- **Kutipan Sumber**
((
SOLOK, HARIANHALUAN.ID —
Banjir bandang itu datang tanpa aba-aba. Suara air yang mengamuk memecah sore, menyeret apa saja yang dilaluinya. Rumah, kenangan, dan rasa aman. Dalam hitungan menit, hidup warga berubah. Ketika air surut, yang tertinggal bukan hanya lumpur, batu dan potongan kayu, tetapi juga sunyi yang berat.
Di tengah puing-puing itu, bantuan bukan sekadar benda. Ia menjadi penyangga hati, tanda bahwa duka tak ditanggung sendiri.
Uluran tangan itu datang dari jauh, Asosiasi Pedagang Parfum Refill Indonesia (APPRINDO) yang bermarkas di Cimahi Jawa Barat. Melalui gerakan APPRINDO Peduli, sebanyak 522 item bantuan berupa kasur, karpet, dan surpet disalurkan langsung ke nagari-nagari terdampak di Kabupaten Solok, Sabtu (13/12/2025). Barang-barang sederhana, namun krusial, tempat merebahkan tubuh setelah hari-hari panjang yang melelahkan.
Ketua DPP APPRINDO, Wendra Friadi, menyebutkan donasi yang terkumpul nyaris menyentuh Rp600 juta dan masih terus mengalir hingga saat ini. Bantuan itu dibagi untuk tiga provinsi terdampak bencana di Sumatera, yakni Aceh, Sumatera Utara, dan Sumatera Barat.
“Alhamdulillah, teman-teman APPRINDO peduli bisa menghimpun donasi dan menyalurkannya kepada saudara-saudara kita yang tertimpa bencana. Mudah-mudahan bantuan ini meringankan beban mereka,” ujarnya. Nada suaranya tenang, namun empati terasa kuat.
))
- **Tugas yang Diberikan**
Teruskan berita di atas tentang bantuan APPRINDO bagi warga terdampak banjir bandang di Kabupaten Solok, dimulai setelah kalimat terakhirnya.

- **Baris yang Tersedia**
((
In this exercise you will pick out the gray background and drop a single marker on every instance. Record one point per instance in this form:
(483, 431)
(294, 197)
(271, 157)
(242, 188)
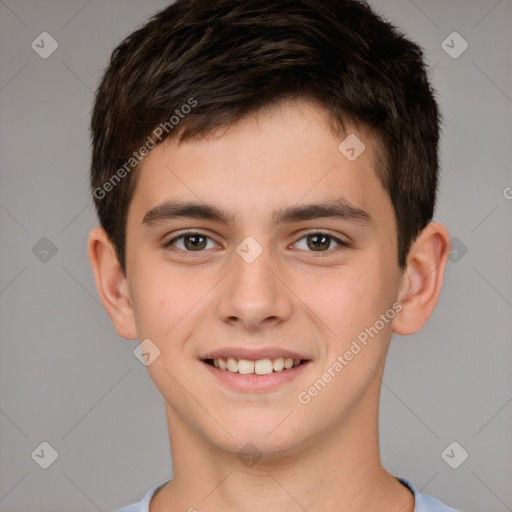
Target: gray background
(68, 379)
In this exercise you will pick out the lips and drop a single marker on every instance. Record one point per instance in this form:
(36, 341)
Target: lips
(259, 366)
(255, 370)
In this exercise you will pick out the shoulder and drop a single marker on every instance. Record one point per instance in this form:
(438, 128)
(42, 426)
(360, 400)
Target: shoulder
(425, 503)
(143, 504)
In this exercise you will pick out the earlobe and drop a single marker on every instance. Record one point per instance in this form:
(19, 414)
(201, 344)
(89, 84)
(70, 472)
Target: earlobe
(111, 283)
(422, 279)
))
- **Jawaban Tugas**
Di Solok, bantuan menyasar Nagari Kotobaru, Salayo, Gantung Ciri, Koto Hilalang, Koto Sani, Saningbaka, Muaro Pingai, dan Paninggahan serta Gawan Kota Solok. Di Agam, distribusi difokuskan ke Nagari Palembayan. Peta kebutuhan dibaca dengan cermat. Bukan dari balik meja, melainkan dari tapak sepatu relawan yang menyusuri lumpur.
Koordinator APPRINDO Peduli Kabupaten Solok, Indra Jaya, memilih memaksimalkan peran relawan lapangan ketimbang menumpuk bantuan di posko-posko resmi. “Kami menyesuaikan dengan kebutuhan riil warga. Banyak rumah rusak parah bahkan hilang. Sebagian warga masih bertahan di pengungsian atau menumpang dengan fasilitas seadanya,” tuturnya.
Ia juga menyebutkan kekuatan kolaborasi relawan nagari, komunitas motor trabas SoHard, hingga relawan Muhammadiyah. Ada yang datang membawa tenaga, ada yang menyumbang armada. Semua bergerak dengan satu niat, meringankan beban sesama.
Di Paninggahan, Gio Fanesta, seorang relawan muda, melihat langsung celah kebutuhan yang sering luput. “Sembako kadang menumpuk di posko. Tapi kasur dan tikar masih sangat kurang. Banyak rumah sampai hari ini tertutup lumpur dan genangan. Orang-orang tidur seadanya. Bantuan kali ini, tepat sasaran,” katanya.
Sore itu di salah satu sudut Nagari Paninggahan yang terdampak parah bencana itu, Yanti (48) menerima kasur dengan mata berkaca-kaca. Sejak galodo datang, ia menumpang di rumah kerabat. Rumahnya tempat berteduh keluarga, lenyap tanpa sisa.
“Waktu itu datang sore hari. Alhamdulillah kami sempat menyelamatkan diri,” ucapnya lirih. Ia terdiam, menarik napas. “Sekarang, tempat rumah kami dulu tinggal kerikil, batu besar, dan kayu gelondongan. Kalau terjadi malam hari, entah apa yang akan terjadi.” ujarnya sabak menahan pilu.
Kasur dan karpet itu mungkin tampak sederhana. Namun bagi Yanti dan banyak warga lain, ia adalah awal dari pemulihan tempat merebahkan tubuh, menata napas, dan menyusun kembali hari esok.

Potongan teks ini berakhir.